(Records contained in a dataset)
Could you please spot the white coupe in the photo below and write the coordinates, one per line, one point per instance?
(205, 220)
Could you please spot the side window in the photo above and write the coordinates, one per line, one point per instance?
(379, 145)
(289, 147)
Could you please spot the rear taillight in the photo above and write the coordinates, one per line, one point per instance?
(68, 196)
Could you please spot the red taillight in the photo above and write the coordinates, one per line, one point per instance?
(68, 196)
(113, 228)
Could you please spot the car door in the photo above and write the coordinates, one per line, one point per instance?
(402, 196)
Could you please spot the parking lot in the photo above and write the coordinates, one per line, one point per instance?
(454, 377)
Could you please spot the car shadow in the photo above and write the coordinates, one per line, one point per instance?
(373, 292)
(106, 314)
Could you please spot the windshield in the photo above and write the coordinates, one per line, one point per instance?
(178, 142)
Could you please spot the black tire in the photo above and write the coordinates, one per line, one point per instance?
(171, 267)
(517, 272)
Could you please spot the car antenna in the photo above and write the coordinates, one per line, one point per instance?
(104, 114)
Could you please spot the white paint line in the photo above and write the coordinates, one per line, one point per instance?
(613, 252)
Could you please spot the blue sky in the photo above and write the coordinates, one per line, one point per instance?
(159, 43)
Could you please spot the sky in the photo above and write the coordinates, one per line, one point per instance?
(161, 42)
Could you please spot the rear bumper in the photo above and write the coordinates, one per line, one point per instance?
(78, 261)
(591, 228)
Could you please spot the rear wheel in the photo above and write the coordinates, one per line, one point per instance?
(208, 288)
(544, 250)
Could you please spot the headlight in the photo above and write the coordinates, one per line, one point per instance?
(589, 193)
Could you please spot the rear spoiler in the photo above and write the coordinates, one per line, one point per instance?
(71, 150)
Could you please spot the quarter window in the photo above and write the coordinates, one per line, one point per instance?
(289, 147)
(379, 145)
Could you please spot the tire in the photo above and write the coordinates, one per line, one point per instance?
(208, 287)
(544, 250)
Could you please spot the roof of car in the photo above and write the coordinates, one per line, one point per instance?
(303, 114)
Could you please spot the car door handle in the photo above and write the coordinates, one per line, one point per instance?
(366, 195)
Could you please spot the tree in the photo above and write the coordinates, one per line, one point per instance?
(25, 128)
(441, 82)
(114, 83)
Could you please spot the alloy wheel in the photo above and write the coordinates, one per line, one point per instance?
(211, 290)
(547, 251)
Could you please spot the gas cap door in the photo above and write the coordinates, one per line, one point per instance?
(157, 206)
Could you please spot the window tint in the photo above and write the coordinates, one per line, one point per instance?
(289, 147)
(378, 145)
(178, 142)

◆ Task prompt
Copy each record from above without leaving any out.

◆ Solution for this problem
Could you please spot the white coupe in the photo below and write the coordinates, one per line, one point per instance?
(205, 220)
Could you please spot the side window in the photo above and write the coordinates, one per line, one point per instance?
(379, 145)
(289, 147)
Could you please spot the rear taillight in the photo above and write the coordinates, one per line, one point per instance?
(68, 196)
Could you please spot the red taillight in the photo above and write the coordinates, one per line, one point per instance?
(68, 196)
(113, 228)
Could you please spot the car door in the photo above and write the coordinates, one per line, one point per instance?
(402, 196)
Could you please spot the parking lot in the photo above and write the coordinates, one per line, one point per instance?
(454, 377)
Could you please spot the car shadow in the photo above and write the coordinates, one per line, one point per instance?
(373, 292)
(106, 314)
Could you please spot the windshield in the photo above and write the coordinates, one per line, one point per instance?
(178, 142)
Could you please spot the black tire in the photo above and write the coordinates, one per line, one point per instance?
(171, 267)
(517, 272)
Could you please spot the car antenna in the photo above and write the coordinates, one per line, one point per instance?
(104, 114)
Could you please spot the white paint line in the photo above and write the coordinates, one per line, one point per instance?
(613, 252)
Could you please spot the blue sky in the photo above and write the coordinates, one per line, one point per instance?
(159, 43)
Could you please spot the sky in the photo above and write the coordinates, one per line, one point per instance?
(161, 42)
Could you please spot the rear bumper in the photo above and write the coordinates, one per line, one point per instance?
(78, 261)
(591, 228)
Could you please spot the rear wheel in the photo above and write the coordinates, one per line, one point per instance?
(208, 288)
(544, 250)
Could you please spot the headlight in the photo above and write the coordinates, one per line, one point per instance?
(589, 193)
Could you please spot the rear spoiler in the photo above and write the coordinates, one per line, one point per instance?
(71, 150)
Could you please spot the quarter window in the photo above and write the coordinates, one per line, one point per instance?
(289, 147)
(379, 145)
Could you please spot the tire in the photo above and write the coordinates, one per line, one point per instance?
(208, 287)
(544, 250)
Could you please spot the roof of car in the photo above and write the coordinates, one per line, one point per instance?
(303, 114)
Could you please spot the car door handle in the photo above and write the coordinates, one per line, one point per instance?
(366, 195)
Could you please spot the tree in the photo above and write the coordinates, one per line, one point per instance?
(25, 128)
(441, 82)
(114, 83)
Could you please spot the alloy wheel in the photo above and write the coordinates, one per line, one point per instance?
(211, 290)
(547, 251)
Could you please spot the gas cap door in the photo above and write the coordinates, one per line, one point per instance?
(157, 206)
Could you please spot the window tint in the photo above and write the coordinates, one per line, one point per instance?
(289, 147)
(378, 145)
(178, 142)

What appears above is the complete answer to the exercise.